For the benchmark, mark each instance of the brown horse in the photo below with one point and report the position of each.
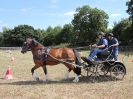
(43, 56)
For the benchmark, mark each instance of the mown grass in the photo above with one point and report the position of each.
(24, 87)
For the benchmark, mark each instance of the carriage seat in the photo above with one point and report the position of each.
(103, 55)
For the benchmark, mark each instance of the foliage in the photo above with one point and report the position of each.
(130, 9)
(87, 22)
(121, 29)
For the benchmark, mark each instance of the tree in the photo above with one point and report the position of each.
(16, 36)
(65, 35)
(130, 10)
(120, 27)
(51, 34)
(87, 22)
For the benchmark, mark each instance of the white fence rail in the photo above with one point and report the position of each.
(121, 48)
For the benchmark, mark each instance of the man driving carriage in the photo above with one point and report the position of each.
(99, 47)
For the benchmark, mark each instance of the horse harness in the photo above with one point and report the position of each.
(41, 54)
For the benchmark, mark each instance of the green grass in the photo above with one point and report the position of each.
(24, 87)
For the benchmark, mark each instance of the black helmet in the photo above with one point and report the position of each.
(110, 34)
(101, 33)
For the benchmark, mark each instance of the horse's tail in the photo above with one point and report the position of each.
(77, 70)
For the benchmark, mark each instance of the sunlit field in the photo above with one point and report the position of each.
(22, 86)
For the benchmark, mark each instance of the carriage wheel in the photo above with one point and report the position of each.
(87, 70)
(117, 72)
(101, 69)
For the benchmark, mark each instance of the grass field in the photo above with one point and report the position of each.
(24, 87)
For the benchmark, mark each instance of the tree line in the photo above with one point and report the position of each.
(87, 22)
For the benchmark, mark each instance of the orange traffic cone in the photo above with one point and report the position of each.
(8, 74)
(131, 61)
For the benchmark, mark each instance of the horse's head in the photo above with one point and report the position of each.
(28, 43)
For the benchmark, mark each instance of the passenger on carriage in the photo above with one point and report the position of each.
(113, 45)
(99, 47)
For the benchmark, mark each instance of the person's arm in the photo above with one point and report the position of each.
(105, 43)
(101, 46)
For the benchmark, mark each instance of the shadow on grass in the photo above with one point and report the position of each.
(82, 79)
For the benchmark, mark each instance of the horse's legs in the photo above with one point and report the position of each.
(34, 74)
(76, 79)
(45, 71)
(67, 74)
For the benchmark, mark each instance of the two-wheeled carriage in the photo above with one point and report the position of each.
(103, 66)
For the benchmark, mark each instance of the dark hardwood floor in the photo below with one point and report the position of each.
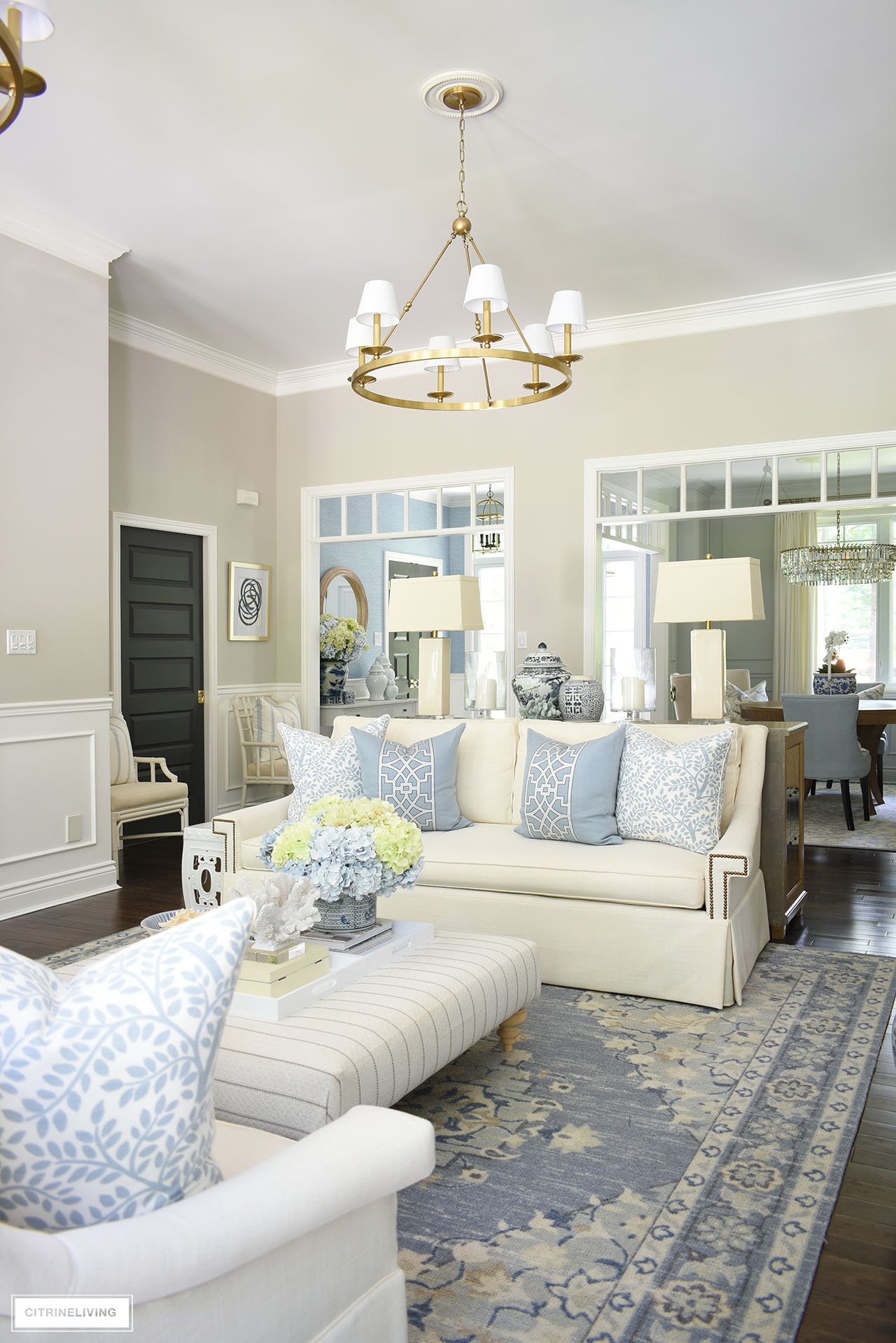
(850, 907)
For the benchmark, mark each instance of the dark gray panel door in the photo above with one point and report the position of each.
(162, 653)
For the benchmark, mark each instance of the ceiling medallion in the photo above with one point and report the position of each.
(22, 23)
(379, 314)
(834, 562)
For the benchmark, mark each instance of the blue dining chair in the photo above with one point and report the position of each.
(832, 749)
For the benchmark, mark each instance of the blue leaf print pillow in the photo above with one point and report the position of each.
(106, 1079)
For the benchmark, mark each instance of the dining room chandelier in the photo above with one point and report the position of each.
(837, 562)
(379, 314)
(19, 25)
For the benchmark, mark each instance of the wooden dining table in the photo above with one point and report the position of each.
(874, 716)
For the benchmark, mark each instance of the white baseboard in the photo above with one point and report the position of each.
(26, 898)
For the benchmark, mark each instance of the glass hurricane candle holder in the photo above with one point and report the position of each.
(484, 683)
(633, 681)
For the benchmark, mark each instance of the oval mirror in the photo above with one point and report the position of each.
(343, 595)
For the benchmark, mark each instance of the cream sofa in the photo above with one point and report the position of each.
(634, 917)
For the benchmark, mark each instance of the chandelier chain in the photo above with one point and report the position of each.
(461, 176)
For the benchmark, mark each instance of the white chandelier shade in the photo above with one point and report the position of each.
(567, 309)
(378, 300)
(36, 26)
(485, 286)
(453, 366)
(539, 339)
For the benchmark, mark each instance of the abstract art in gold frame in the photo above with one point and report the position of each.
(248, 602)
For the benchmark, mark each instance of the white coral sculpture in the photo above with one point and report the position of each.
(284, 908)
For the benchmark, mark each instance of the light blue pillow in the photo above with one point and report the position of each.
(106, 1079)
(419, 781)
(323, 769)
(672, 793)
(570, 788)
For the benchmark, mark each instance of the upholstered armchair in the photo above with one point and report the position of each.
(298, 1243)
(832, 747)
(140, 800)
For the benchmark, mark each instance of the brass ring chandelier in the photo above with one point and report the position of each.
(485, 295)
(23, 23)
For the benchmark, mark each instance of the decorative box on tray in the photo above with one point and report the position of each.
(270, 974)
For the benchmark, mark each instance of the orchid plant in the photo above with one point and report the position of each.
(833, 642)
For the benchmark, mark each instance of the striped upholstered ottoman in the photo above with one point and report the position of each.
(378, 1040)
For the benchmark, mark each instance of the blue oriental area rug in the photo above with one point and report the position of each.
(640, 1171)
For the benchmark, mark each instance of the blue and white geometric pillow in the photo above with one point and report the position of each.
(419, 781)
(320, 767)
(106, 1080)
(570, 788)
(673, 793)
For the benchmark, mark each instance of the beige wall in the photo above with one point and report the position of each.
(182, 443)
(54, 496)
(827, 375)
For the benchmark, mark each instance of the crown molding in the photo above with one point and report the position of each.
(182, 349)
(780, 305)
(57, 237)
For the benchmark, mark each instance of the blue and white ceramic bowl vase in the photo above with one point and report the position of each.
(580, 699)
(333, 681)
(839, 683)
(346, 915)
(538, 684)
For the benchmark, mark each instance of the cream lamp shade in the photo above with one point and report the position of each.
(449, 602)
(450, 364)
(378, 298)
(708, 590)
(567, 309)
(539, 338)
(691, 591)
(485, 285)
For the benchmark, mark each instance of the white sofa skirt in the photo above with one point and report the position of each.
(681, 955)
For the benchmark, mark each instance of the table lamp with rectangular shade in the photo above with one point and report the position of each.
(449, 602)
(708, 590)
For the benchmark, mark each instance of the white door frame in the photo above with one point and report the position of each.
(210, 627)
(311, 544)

○ ○ ○ ○ ○ ○ ○

Exercise requirements:
Can you reproduce the listing above without any changes, starting with the line that contains "and white geometric" and continuing through its final line?

Task solution:
For the benchmark, mark each instance of the blue and white geometric pillow in the photo above with one point and report the position of each.
(419, 781)
(320, 767)
(106, 1080)
(570, 788)
(673, 793)
For the benchmark, mark each instance of the beige wall in the photo above with one point and report the position of each.
(182, 443)
(54, 496)
(827, 375)
For the benchmark, mark each instance of the crown molding in the photo above with one point and report the position of each.
(182, 349)
(780, 305)
(57, 237)
For the benchmark, mark each instance of the blue and white ceramic bowl vase in the photo above with one point and report the position of each.
(580, 699)
(333, 681)
(839, 683)
(346, 915)
(538, 684)
For the benchmark, mark each instance of the cream lamp shade in the photo above with one point and report the position of each.
(449, 602)
(450, 364)
(378, 298)
(708, 590)
(567, 309)
(539, 338)
(691, 591)
(485, 285)
For the benchmark, mark each instance of the white sofa skirt in the photo above with one point and report the position of each.
(681, 955)
For the benchmark, mark each instance of the table lamp with rectangular shade in the photo above with one point and report the position of each.
(449, 602)
(708, 590)
For the benchmark, mark each instance of the white door frame in the photo above with one point and report the position of each.
(210, 627)
(311, 544)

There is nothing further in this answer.